** Begin Records supplied **

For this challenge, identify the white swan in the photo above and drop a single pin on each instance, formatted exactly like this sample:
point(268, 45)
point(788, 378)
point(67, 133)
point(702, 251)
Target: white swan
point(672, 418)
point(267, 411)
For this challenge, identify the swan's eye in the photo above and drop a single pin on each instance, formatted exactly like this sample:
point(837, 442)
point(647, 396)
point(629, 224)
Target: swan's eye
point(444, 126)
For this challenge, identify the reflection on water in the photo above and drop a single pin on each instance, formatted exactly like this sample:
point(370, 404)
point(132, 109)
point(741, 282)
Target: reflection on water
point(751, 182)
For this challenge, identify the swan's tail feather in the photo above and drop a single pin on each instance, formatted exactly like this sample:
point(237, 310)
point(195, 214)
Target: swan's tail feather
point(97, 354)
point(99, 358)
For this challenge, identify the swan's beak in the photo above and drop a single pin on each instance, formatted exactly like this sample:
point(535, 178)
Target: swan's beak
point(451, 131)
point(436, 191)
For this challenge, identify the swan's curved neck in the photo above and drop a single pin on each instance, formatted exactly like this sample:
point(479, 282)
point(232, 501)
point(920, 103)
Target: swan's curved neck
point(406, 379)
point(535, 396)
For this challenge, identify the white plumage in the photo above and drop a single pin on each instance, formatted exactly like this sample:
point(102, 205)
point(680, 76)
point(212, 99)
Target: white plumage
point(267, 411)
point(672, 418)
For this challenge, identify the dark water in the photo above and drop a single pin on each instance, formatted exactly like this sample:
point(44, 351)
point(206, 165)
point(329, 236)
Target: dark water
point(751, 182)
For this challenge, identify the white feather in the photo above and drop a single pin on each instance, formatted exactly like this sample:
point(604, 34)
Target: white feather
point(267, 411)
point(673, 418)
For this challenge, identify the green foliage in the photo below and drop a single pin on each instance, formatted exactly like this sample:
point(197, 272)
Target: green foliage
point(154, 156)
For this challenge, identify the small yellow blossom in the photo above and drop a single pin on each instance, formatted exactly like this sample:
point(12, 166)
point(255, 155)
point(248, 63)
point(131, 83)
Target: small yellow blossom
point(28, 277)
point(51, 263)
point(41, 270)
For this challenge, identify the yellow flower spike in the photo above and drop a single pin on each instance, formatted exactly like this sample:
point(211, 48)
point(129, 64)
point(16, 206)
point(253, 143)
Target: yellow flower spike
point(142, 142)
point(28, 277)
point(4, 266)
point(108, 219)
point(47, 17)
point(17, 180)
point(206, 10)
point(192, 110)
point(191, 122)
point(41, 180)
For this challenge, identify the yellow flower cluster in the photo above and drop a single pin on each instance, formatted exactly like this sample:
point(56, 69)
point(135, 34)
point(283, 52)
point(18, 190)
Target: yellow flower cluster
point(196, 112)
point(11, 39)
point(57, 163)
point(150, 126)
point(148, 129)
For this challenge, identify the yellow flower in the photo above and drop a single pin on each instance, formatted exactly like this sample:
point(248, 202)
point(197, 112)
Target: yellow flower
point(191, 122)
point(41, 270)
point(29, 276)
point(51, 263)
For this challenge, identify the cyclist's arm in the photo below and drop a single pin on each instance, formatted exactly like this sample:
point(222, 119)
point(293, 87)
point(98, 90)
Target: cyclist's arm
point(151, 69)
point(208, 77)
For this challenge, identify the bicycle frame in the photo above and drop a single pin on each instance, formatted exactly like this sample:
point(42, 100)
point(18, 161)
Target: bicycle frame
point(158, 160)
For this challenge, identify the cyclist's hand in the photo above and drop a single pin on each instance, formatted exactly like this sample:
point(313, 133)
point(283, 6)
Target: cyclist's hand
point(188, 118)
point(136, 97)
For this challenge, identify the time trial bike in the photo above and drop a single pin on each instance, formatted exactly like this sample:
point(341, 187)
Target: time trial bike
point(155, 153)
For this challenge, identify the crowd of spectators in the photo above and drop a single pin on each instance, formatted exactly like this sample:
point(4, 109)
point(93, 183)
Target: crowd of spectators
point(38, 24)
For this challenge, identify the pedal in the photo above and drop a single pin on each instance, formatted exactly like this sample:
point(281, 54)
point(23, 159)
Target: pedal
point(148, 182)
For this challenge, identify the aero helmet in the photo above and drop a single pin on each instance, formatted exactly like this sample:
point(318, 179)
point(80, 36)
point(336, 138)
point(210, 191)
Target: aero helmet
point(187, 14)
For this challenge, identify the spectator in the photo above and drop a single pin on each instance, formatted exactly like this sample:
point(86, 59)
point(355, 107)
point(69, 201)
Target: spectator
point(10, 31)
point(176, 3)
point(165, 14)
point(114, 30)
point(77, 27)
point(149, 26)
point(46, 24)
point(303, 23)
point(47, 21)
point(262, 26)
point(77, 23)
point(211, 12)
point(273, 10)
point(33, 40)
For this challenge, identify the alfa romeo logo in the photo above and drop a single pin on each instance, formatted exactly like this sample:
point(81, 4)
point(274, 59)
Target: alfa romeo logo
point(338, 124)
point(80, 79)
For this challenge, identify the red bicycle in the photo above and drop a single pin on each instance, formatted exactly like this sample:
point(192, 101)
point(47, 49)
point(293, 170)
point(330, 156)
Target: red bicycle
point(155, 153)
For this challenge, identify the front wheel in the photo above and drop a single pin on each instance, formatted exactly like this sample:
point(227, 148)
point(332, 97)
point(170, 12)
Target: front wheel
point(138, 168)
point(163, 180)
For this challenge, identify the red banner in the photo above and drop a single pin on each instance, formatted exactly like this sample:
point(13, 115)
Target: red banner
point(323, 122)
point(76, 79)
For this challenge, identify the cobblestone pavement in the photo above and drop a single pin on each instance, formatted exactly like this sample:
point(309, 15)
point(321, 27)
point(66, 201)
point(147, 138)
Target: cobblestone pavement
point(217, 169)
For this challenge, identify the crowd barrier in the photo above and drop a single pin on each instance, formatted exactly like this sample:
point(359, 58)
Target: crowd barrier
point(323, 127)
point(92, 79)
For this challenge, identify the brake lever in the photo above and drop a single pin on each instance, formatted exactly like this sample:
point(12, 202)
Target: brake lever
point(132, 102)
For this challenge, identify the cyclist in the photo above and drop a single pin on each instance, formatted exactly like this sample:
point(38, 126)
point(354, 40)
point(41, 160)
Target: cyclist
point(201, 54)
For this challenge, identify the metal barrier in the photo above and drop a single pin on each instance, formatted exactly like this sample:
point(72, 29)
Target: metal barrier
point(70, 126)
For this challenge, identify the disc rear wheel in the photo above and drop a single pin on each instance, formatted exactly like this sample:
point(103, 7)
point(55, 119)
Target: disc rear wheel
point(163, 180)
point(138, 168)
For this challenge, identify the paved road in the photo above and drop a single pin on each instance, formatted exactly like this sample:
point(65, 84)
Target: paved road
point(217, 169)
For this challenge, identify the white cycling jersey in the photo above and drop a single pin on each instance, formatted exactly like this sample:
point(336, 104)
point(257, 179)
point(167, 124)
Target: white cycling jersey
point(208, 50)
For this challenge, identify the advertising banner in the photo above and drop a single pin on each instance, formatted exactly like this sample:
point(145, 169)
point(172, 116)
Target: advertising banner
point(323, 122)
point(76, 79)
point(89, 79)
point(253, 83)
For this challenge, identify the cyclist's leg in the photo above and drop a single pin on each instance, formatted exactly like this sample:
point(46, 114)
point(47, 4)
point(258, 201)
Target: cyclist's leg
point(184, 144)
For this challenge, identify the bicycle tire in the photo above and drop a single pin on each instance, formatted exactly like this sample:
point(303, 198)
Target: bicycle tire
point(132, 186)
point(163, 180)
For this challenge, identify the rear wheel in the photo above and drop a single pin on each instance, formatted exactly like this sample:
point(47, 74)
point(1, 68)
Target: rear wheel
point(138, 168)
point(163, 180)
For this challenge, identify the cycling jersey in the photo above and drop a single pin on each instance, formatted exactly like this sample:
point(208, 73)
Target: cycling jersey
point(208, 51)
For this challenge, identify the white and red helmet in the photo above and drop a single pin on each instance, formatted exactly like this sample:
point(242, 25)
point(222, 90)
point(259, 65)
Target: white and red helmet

** End Records supplied **

■ **Goal**: Copy every line of the material from the line containing "For this challenge, identify the disc" down to the line containing "point(208, 50)", both ends included. Shift each coordinate in the answers by -19 and leave all other lines unchanged.

■ **Full solution**:
For this challenge, identify the disc rear wheel in the photo above and drop a single pin on each instance, formatted exactly like this sample:
point(103, 7)
point(55, 119)
Target: disc rear wheel
point(144, 161)
point(119, 149)
For this challenge, identify the paved road in the photo above and drop a single pin on each instance, formatted exactly like this sample:
point(65, 84)
Target: paved road
point(198, 150)
For this challenge, identify the white cycling jersey in the photo above and drop a single pin on each instance, formatted exactly like this sample:
point(336, 104)
point(257, 179)
point(167, 124)
Target: white cycling jersey
point(189, 31)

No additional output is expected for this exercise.